─── Verilen metin ───

Halkçılık ve sosyal dayanışmada A. Comte kadar katı pozitivist olmayan Mustafa Kemal ve yakın çevresi, daha soft bir “sosyal Darwinizm” savunucusu olan E. Durkheim ve memleketteki temsilcisi pozisyonunda bulunan Gökalp’den derinden etkilendi. Comte’a karşı eleştirel bir rasyonalist olan Gökalp, şüphesiz Mustafa Kemal’in toplumculuk anlayışının mimarı sayılabilir.
Zürcher yine cumhuriyetçilik ve devletçilik ilkesinde LeBon’un yaptığı “anayasa ve kanun” egemenliğinin korunumu vurgusunun Mustafa Kemal’i derinden etkilediğini söylüyordu. Ayrıca bilime dayanan bir sanayinin toplumda demokrasiyi uygulanamaz kıldığı ve otoritaryanizmle fikri uyumu LeBon’un cumhuriyetçilikten ayrıldığı esas faktördür.
Zürcher’e göre katı pozitivist olmayan Renan, Durkheim, LeBon ve Boutmy “bilimcilik” şemsiyesi altında toplanmaya daha uygundur. Cumhuriyet’in esas karakteri de aydınlanma ruhunda tevarüs eden bu “bilimcilik” anlayışıdır. Hilmi Yavuz Batı aydınlanmasının temelini “Avrupa’nın Zihin Tarihi” eserinde rasyonalizm yani akılcılık olarak tanımlar. Hatta bu noktada inkılâpların saf bilimcilik üzerine kurulmasını aklı donduran bir yaklaşım olarak eleştirir. Kısaca son kertede cumhuriyetçilik; ruhban karşıtlığı, bilimcilik, biyolojik maddecilik, otoritaryanizm, entelektüel elitizm ve kitlelere duyulan derin güvensizlikle yani aristokrat karakteriyle tanımlanabilir. Jön Türkler’le başlayan bu süreklilik Kemalizm’e kendini aktarır.
Türkiye Günlüğü 132. sayısında Şerif Mardin, “Atatürk’ü anarken” başlıklı makalesinde Osmanlı’dan Cumhuriyet’e aktarılan temel karakterin “devlet, idare ve bürokrasi” üçlüsü olduğundan söz eder. Bu üçlüye eklenen dördüncü aşama; Batılı yaşam tarzı ve Batı kültürünün ithali fikrinin Kemalizm’in en zor ve en çetrefilli uğraşı olduğunu belirtir. Bu durum inkılâplarla toplumu karşı karşıya getiren esas meseledir ve toplumsal bir anksiyete yaratmıştır. Atatürk’ün bu dördüncü aşamada kendinden önceki gelenekle kopuş yaşadığını ve temel farkı burada yaratmak istediğini söyleyebiliriz.
Mustafa Kemal ve Jön Türk geleneği bu anlamda “hürriyet” fikrini toplumsal değişimin ve Batılı yaşamın ana karakteri olarak sunmuşlardır. Ancak devleti koruma ve bürokrasiyi yenileme anlayışını da “hürriyet” mefhumuyla ifade etmeleri bu kadronun zekâsını da ortaya koyar.

─── Veri kümesi ───

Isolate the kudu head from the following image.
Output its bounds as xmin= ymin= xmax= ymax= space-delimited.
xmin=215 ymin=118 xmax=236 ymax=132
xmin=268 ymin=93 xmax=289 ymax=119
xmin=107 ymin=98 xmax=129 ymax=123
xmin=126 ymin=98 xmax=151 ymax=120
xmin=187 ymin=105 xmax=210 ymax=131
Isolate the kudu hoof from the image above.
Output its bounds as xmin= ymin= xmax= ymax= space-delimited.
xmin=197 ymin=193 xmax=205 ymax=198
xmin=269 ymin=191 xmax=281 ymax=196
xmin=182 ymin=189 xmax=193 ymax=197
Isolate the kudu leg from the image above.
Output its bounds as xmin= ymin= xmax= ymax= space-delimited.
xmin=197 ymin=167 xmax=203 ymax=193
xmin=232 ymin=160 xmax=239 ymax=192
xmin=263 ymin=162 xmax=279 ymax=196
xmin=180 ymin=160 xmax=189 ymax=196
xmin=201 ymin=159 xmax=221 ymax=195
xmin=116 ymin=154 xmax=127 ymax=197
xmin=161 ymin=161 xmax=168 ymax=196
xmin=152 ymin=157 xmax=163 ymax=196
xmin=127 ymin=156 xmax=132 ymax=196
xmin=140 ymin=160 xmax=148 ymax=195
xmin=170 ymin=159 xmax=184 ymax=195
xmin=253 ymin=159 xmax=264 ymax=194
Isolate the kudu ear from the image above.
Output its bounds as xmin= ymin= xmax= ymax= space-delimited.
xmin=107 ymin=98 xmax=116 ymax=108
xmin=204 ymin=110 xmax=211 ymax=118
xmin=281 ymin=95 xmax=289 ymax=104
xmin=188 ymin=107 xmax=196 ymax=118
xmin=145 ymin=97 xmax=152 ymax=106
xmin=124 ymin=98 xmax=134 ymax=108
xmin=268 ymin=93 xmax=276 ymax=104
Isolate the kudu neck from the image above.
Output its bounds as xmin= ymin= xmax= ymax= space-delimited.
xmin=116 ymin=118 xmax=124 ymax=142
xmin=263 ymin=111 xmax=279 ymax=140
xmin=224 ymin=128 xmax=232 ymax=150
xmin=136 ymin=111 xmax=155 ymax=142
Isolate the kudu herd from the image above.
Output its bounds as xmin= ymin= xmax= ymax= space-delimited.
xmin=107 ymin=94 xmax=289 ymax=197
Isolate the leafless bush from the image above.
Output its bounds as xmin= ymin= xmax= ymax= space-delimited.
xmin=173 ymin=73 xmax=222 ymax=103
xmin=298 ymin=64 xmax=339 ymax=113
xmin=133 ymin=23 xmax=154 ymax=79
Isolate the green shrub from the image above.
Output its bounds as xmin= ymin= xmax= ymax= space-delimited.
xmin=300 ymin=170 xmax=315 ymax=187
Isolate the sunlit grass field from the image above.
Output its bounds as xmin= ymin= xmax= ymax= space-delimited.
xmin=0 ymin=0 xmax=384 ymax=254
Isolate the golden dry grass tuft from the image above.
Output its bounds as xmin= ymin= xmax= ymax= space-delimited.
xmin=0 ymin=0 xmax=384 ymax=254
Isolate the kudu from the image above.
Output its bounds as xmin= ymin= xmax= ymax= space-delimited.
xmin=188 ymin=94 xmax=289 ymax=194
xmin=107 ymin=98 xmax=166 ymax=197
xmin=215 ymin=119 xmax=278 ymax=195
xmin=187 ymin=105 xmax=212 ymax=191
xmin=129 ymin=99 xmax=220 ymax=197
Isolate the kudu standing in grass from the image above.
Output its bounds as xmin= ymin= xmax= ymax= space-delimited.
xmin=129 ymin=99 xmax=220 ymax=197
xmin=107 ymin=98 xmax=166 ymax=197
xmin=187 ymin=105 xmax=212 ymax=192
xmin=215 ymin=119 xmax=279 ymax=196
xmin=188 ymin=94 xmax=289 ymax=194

───

### Alıştırma amacı
Kemalizm üzerine metinden "Türkiye Günlüğü 132." ile başlayıp "yaratmak istediğini söyleyebiliriz." ile biten kısmı hiç değiştirmeden çıkarın.

### Yazılı cevap
Türkiye Günlüğü 132. sayısında Şerif Mardin, “Atatürk’ü anarken” başlıklı makalesinde Osmanlı’dan Cumhuriyet’e aktarılan temel karakterin “devlet, idare ve bürokrasi” üçlüsü olduğundan söz eder. Bu üçlüye eklenen dördüncü aşama; Batılı yaşam tarzı ve Batı kültürünün ithali fikrinin Kemalizm’in en zor ve en çetrefilli uğraşı olduğunu belirtir. Bu durum inkılâplarla toplumu karşı karşıya getiren esas meseledir ve toplumsal bir anksiyete yaratmıştır. Atatürk’ün bu dördüncü aşamada kendinden önceki gelenekle kopuş yaşadığını ve temel farkı burada yaratmak istediğini söyleyebiliriz.